◆ FRAGMENT TEKSTU ◆
══════════

Przejeżdżam przez opłotki Liberca – w zeszłym roku były miejsca, z których widać było iglice na Jested. W tym – skrywa się w gęstej mgle. Niemal przed początkiem wspinaczki spotykam Krzysia – stoi na poboczu z aparatem. Zatrzymuję się przy nim na dłuższą chwilę. Smaruję kolana maścią, jem, piję, przygotowuję się psychicznie. Dogania mnie Marcin i Łukasz, wspólnie podjeżdżamy Jested – rozmawiamy chwilę, wymieniamy się założeniami na przejazd – ich są zdecydowanie ambitniejsze niż moje. Na sam szczyt wjeżdżają szybciej niż ja, gdy docieram na samą górę pytają jeszcze, czy jadę z nimi – wiem, że będę jechać dużo wolniej niż oni o czym uczciwie informuję. Szczyt góry jest tego dnia we mgle – nie widać nic, wieje, jest paskudnie, czym prędzej więc zawracam i ruszam w dół. Podobnie jak rok temu – nie zjeżdżamy asfaltem, a szutrem w lesie. Jest już ciemno, wciąż mglisto, trzeba bardzo uważać. Dołącza do mnie Fabian, którego mijałam podczas podjazdu na górę. Pokonujemy ten fragment razem – na spokojnie dość niespiesznie, dodając sobie animuszu rozmową i żartami. W jednej z mijanych miejscowości znów spotykamy Marcina i Łukasza, Fabian potrzebuje dłuższej przerwy, ja ruszam swoim tempem. Przez chwilę jeszcze udaje mi się utrzymać z chłopakami, ale pamiętam podjazdy, jakie mają się zaraz zacząć – kolana protestują i zsiadam z roweru decydując się na spacer. Nauczona doświadczeniem poprzednich lat wiem, że w moim przypadku lepszym rozwiązaniem jest w takich momentach po prostu konsekwentnie iść, zamiast szarpać się z próbą jazdy. Jest mi źle, chce mi się bardzo spać. Ciemny, mglisty dzień dał mi pod tym kątem mocno do wiwatu.

══════════

◆ PODANE WIERSZE ◆
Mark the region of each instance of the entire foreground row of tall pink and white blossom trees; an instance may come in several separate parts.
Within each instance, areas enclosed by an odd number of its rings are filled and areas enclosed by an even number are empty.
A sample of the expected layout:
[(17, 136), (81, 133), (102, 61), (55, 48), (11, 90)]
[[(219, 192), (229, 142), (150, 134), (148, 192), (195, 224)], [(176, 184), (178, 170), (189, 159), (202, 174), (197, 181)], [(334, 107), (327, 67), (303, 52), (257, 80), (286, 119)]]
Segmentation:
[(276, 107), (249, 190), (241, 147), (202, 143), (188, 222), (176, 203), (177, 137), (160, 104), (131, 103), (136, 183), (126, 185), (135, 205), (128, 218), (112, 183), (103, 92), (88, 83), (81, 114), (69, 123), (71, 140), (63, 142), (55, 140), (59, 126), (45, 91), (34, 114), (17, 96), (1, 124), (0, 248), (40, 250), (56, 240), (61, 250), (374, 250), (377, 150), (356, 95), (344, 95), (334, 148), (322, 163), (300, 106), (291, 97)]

══════════

◆ CO ZROBIĆ ◆
Napisz dalszy ciąg relacji z rowerowego przejazdu przez Jested, zaczynając zaraz po jej ostatnim zdaniu.

◆ WYNIK ĆWICZENIA ◆
A później wjeżdżam na szutrową autostradę w stronę Hejnic i z zaskoczeniem odkrywam, że ona wcale nie jest tak z górki, jak to zapamiętałam z zeszłego roku, gdy pokonywałam ten odcinek w towarzystwie trzech innych zawodników. W którymś momencie słyszę ponadto dziwny trzask i tuż za mną na ścieżkę spada spora gałąź. Klnę na głos i przyspieszam. Wiem, że Bilym Potoku będzie czekał Krzyś – zawsze to pretekst do krótkiej przerwy przed czekającą mnie żmudną wspinaczką. Po raz kolejny smaruję kolana, zmieniam baterie w lampkach i ruszam. Droga wije się zakosami, jest ciemno choć oko wykol, słychać tylko szum strumienia, w którym jednak – przeciwnie niż rok temu – nie słyszę rozmów. Staram się pamiętać o jedzeniu i piciu, ale nocą jest to dla mnie zwykle trudniejsze.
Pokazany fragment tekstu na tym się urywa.